■ **Work to do**:
a - Answer these questions from the product development post:
(i) According to the post, SIPOC helps to see the business as what?
(ii) In the waiter example, what is given as the waiter's input as a supplier?
(iii) Which company is expected to launch a new handset every year?
b - Please list every level of commitment named in the scoreboard in the product development post.

──────── Text block

Nintendo is but one company with mixed product launches: runaway hits or expensive knickknacks. If only there was a more structured approach to product development! This post summarizes my notes on the matter.
The tools available to reduce waste (Lean) and to analyze the process based on data (Six Sigma) connect to existing products. How about new products? How does one design them to be efficient in production and effective in capturing the market demand?
We luckily have a few tools both to identify a project and design a product. SIPOC is a good starting point: SIPOC is a tool for process mapping binding together all the main dimensions of a process. It helps to see the business as a cross-functional process connecting supplier and customer. The goal of this tool is to highlight what creates value and who is involved: who uses this process? The SIPOC has a magic symmetry to it, that shows the flow of value while centering on the process itself. I like it.
| Suppliers | Inputs | Process | Output | Customer |
It is important to set project boundaries to determine who is involved in the process. It assigns inputs to suppliers and customers: the entity waiter can be both a supplier of inputs (e.g. table request to the kitchen), and customer in outputs (e.g. collects the cash payment at the table).
The madness of some stakeholders analyses
Sometimes stakeholder analysis is completely superfluous in its desire to bring structure. An example is mapping the level of commitment of departments and people involved in the process. Instead of saying “Bob doesn’t like doing this” you create a scoreboard:
| Level of commitment | Sales | Warehouse | Delivery guy |
| Supporting | Desired level | ||
| Helping | Desired level | ||
| Compliant | Desired level | ||
| Hesitant | Current level | ||
| Indifferent | Current level | Current level | |
| Uncooperative | |||
| Opposed | |||
| Hostile |
Does the customer want it?
The goal is simple: to design, manufacture, and support products and processes to deliver what the customer wants. The need for a new product may come from strategy needs: e.g. it is expected from Apple to launch a new handset every year, both to sustain the value perception and to be seen as an innovative enterprise. When development costs are reasonable, the need may come from sales as it is easier for organizations to push new products instead of addressing the broader sales strategy: Nintendo is notorious for pushing products to the customer base attracted by its once-per-decade runaway success.

────────────────
──────── Material provided

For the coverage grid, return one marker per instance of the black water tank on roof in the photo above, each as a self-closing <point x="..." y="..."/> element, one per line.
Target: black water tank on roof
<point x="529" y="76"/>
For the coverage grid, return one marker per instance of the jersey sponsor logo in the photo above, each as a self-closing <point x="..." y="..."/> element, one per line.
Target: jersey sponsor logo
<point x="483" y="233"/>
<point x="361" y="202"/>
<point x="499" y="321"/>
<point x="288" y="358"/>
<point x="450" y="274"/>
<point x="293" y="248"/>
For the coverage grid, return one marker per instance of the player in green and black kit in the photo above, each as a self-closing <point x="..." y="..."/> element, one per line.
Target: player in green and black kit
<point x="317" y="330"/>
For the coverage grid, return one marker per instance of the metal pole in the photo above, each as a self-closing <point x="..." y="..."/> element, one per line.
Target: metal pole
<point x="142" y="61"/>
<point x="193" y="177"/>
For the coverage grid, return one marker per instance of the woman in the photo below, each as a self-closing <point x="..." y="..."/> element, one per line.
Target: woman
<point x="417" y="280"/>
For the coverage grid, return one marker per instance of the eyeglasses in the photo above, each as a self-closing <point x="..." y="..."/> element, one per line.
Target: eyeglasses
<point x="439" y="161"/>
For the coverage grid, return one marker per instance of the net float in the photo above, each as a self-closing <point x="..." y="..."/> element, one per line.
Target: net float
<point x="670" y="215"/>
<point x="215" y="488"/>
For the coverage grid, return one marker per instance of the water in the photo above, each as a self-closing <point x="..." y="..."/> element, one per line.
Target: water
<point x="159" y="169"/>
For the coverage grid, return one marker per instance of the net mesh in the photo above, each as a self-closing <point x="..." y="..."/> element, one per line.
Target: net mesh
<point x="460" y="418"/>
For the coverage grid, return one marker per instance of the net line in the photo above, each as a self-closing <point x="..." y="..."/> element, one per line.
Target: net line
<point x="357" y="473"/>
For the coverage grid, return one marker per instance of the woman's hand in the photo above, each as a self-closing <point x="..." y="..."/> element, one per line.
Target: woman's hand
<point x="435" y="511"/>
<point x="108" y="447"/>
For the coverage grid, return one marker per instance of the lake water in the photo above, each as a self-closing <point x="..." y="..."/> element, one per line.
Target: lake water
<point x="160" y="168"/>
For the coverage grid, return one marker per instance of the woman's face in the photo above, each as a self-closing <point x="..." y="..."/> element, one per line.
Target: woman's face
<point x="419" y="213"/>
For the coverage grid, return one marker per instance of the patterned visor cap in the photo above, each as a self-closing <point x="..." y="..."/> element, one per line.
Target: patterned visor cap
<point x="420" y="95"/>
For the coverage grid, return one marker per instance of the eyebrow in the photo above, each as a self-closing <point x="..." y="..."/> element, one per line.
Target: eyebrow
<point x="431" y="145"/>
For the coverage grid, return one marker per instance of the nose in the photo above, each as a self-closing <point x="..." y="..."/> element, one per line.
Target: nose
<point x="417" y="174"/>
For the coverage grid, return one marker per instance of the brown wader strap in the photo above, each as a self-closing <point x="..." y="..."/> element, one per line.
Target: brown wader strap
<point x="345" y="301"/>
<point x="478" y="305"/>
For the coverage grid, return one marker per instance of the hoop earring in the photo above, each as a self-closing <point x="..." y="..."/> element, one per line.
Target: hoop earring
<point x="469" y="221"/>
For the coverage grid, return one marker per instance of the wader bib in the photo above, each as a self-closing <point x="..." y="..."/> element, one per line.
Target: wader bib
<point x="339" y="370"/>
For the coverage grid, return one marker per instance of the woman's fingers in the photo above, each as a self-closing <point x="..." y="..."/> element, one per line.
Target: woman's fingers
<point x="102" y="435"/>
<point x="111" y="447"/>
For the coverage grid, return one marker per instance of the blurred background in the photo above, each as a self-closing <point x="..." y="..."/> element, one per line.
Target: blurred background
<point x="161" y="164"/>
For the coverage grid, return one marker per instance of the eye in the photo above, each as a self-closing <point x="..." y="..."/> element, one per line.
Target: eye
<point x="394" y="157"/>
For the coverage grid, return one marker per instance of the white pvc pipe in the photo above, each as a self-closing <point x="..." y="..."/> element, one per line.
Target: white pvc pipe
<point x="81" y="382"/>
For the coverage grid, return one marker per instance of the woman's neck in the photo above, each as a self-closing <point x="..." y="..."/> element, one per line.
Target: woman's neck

────────────────

■ **Answers for the exercise**:
a -
(i) A cross-functional process connecting supplier and customer
(ii) A table request to the kitchen
(iii) Apple

b - Supporting, Helping, Compliant, Hesitant, Indifferent, Uncooperative, Opposed, Hostile